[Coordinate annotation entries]
--

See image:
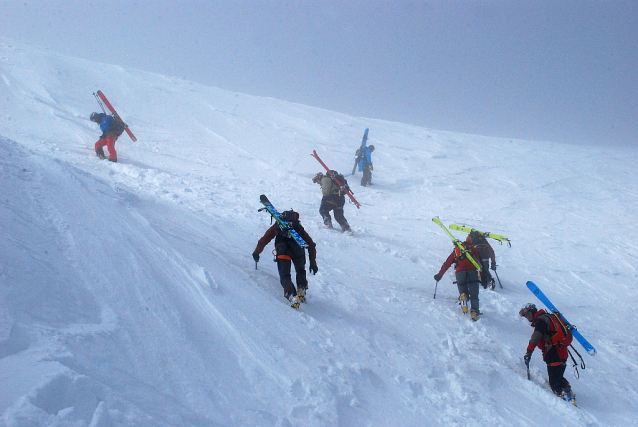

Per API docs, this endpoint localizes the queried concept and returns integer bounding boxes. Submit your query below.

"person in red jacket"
[253,209,319,307]
[90,113,125,163]
[434,242,481,322]
[518,304,576,404]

--

**Instruction**
Scale the items above by writing out all of their lines again, requests included. Multiply each bounding-box coordinate in the answers by 1.4 and round it to a whole number, with halves rounded up, and omit the pictures.

**Exercise solution**
See image:

Per API docs, this endpoint localizes the queried concept and returns integer bounding boxes. Submit your query below.

"person in red jacket"
[354,293,447,430]
[126,158,175,228]
[608,339,673,451]
[725,426,806,566]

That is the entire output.